Records for the task START

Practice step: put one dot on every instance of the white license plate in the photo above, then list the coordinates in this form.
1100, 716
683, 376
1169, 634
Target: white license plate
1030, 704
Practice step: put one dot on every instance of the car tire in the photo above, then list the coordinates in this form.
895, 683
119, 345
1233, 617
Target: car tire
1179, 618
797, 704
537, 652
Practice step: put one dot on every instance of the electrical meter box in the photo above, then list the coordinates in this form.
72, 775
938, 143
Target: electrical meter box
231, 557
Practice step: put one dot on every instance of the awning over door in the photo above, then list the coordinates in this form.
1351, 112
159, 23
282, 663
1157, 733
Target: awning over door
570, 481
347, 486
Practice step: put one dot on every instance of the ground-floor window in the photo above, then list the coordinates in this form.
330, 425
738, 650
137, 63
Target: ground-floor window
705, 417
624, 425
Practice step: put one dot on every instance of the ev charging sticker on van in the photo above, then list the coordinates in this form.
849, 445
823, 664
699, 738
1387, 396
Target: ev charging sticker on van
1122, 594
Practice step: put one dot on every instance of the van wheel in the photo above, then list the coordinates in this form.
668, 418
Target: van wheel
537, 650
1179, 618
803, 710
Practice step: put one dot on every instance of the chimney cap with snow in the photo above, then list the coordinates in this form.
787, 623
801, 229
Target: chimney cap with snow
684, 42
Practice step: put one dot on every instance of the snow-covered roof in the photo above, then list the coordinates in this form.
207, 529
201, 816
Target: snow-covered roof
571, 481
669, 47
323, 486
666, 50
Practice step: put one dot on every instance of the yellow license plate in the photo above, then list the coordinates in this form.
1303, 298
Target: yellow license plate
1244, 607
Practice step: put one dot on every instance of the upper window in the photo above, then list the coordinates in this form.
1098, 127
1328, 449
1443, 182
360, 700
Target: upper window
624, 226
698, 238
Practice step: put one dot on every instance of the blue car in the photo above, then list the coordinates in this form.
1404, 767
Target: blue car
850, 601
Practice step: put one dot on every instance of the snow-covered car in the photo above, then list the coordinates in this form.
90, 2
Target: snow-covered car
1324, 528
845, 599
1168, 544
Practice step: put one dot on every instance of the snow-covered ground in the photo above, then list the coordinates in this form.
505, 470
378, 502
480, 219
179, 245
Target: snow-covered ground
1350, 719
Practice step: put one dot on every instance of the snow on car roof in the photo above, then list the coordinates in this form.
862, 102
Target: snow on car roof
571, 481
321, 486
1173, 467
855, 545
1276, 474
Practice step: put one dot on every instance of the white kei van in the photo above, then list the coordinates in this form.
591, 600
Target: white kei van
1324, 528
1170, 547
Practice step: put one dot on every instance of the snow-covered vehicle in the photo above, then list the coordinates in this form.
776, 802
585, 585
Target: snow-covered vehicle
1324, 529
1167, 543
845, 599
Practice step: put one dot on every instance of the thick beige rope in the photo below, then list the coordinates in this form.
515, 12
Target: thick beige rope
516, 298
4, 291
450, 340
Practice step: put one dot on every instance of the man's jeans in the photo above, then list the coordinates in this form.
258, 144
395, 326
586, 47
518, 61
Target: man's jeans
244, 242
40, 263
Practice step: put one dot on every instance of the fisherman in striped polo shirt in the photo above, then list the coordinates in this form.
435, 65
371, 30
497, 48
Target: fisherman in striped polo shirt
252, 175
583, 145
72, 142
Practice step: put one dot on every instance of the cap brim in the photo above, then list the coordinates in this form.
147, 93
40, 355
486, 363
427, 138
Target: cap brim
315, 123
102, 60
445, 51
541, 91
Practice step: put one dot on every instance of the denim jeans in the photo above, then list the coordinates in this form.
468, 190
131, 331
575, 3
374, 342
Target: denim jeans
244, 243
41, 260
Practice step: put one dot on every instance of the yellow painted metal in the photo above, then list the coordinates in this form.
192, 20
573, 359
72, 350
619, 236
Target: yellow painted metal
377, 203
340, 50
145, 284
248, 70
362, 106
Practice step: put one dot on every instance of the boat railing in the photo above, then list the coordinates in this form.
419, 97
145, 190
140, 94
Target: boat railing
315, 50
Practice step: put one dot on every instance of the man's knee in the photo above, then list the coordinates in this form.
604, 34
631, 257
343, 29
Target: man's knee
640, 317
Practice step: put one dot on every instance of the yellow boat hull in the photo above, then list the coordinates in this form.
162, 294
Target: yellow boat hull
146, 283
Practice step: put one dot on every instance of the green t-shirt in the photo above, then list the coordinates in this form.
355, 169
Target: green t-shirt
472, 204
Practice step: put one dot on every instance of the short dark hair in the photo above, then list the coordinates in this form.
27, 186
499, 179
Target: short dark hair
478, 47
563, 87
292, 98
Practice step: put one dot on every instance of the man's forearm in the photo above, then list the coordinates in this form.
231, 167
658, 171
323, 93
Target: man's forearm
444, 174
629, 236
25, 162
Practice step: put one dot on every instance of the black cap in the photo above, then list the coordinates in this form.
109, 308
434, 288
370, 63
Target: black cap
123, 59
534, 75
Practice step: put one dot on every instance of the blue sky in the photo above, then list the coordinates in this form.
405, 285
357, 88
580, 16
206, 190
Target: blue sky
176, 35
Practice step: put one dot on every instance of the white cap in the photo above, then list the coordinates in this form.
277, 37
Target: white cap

Records for the task END

What the task requires: Write out each line exactly, as it is shown above.

Result of the task:
Practice step: put one dot on every instance of the white license plate in the photo above, then list the coordinates in this form.
1100, 716
683, 376
1169, 634
Target: white license plate
1030, 704
Practice step: put one dot on every instance of the car tire in the photo above, then list the coordinates in this form.
895, 683
119, 345
1233, 617
Target: car tire
1179, 618
797, 704
537, 652
Practice step: put one dot on every instance of the electrical meter box in the photo above, then list the coordinates in this form.
72, 775
938, 143
Target: electrical meter box
231, 557
Practice step: put one dot on every instance of the awning over door in the photo above, then list the coordinates in this form.
1351, 112
159, 23
282, 663
1157, 733
Target: awning over door
570, 481
347, 486
Practice step: put one dot on every instance of the ground-floor window in the photo above, then list the coordinates in this form.
330, 425
738, 650
137, 63
Target: ground-floor window
705, 417
624, 425
Practice step: put one dot on every instance of the ev charging sticker on van in the photo above, then list the coordinates in this form.
849, 445
823, 664
699, 738
1387, 396
Target: ev charging sticker on van
1122, 594
Practice step: put one dot on every instance of the van wheel in the photo above, then list the coordinates in this form.
668, 418
Target: van wheel
537, 650
1179, 618
803, 710
Practice step: put one dot on every instance of the chimney cap with snow in the photo above, then list the coordinates in this form.
787, 623
801, 229
Target: chimney cap with snow
684, 42
Practice step: put one dot on every instance of the snow-covered roof in the photo above, then list the coordinates in this form.
207, 529
201, 816
Target: snow-covered roof
571, 481
669, 47
323, 486
666, 50
Practice step: put one dot on every instance of the yellow license plate in the photo above, then list the coordinates in this form.
1303, 298
Target: yellow license plate
1244, 607
Practice step: put one dot on every instance of the upper window in the photo above, then list the coordinates in this form.
1098, 127
1328, 449
1443, 182
360, 700
Target: upper window
624, 226
698, 238
Practice step: put one dot on every instance of the blue car in the photo above, then list the coordinates in this form.
1404, 767
Target: blue car
850, 601
Practice step: put one dot on every instance of the snow-covered car in the photo above, then list the coordinates in this form.
90, 2
Target: snow-covered car
1324, 528
845, 599
1168, 544
Practice step: put one dot on every instance of the snow-covered ground in the photo above, then list the coordinates in this form.
505, 470
378, 502
480, 219
179, 245
Target: snow-covered ground
1350, 719
Practice step: put one dot on every instance of the snow on car roof in the photo above, then list the coordinates in this form.
862, 102
Target: snow on car roof
571, 481
321, 486
1173, 467
855, 545
1276, 474
Practice step: put one dot on every instance of the white kei van in the photo above, then list the coordinates in this form.
591, 600
Target: white kei van
1324, 528
1170, 547
Practice step: put one dot on every instance of the snow-covered vehicle in the photo above, then list the coordinates in this form.
776, 802
585, 585
Target: snow-covered vehicle
1324, 529
1167, 543
845, 599
Practice step: put one dot on every instance of the thick beige rope in the photo below, then list the coordinates in this form.
515, 12
Target: thick beige rope
516, 298
4, 291
450, 340
Practice step: put one dot on every instance of the man's jeans in the photo above, then list the coordinates in this form.
258, 144
395, 326
586, 47
518, 61
Target: man's jeans
244, 242
40, 263
Practice step: put one dot on every instance of the fisherman in striped polo shirt in the photo above, then list the coordinates in this form.
435, 65
371, 30
497, 48
Target: fisherman in striped polo shirt
252, 175
583, 145
72, 142
Practice step: put one dot on every instance of the cap brim in the photo above, then list the coordinates in this form.
147, 93
40, 355
486, 363
427, 138
Target: cap brim
315, 123
102, 60
445, 51
541, 91
Practice step: put one dot on every instance of the denim jeans in the photo above, then list the coordinates in this form.
468, 190
131, 331
575, 3
374, 342
Target: denim jeans
244, 243
41, 260
Practice step: put one dot on every instance of the yellow painted metal in the photo above, then list the coordinates in this form.
192, 20
573, 359
72, 350
619, 236
Target: yellow painted metal
377, 203
340, 50
145, 284
248, 70
362, 106
Practice step: put one dot on every instance of the boat railing in the photo above, then list the coordinates in this form.
419, 97
145, 190
140, 94
Target: boat railing
315, 50
Practice step: put one dot on every instance of the man's knee in the photo above, then list the coordinates in this form.
604, 34
631, 257
343, 29
Target: man's knee
640, 317
Practice step: put one dot on every instance of the yellow boat hull in the photo above, then list the coordinates in this form.
162, 294
Target: yellow boat hull
146, 283
Practice step: put one dot on every instance of the green t-shirt in the photo above, then list the coordinates in this form.
355, 169
Target: green t-shirt
472, 204
Practice step: put one dot on every instance of the short dark hair in the photo above, then list the coordinates in this form.
27, 186
499, 179
Target: short dark hair
478, 47
563, 87
292, 98
Practice step: put one dot on every instance of the man's forearm in the photo above, then list the coordinates in this form.
231, 167
658, 171
323, 93
Target: man's forearm
444, 174
629, 236
25, 162
Practice step: put one dot on every instance of the black cap in the photo above, then list the coordinates in this form.
109, 308
434, 288
370, 63
Target: black cap
123, 59
534, 75
Practice step: put one dot on every instance of the blue sky in the photo above, then list the coordinates in this form.
405, 285
357, 88
580, 16
206, 190
Target: blue sky
176, 35
Practice step: put one dot on every instance of the white cap in the photo above, then list the coordinates in this form.
277, 37
Target: white cap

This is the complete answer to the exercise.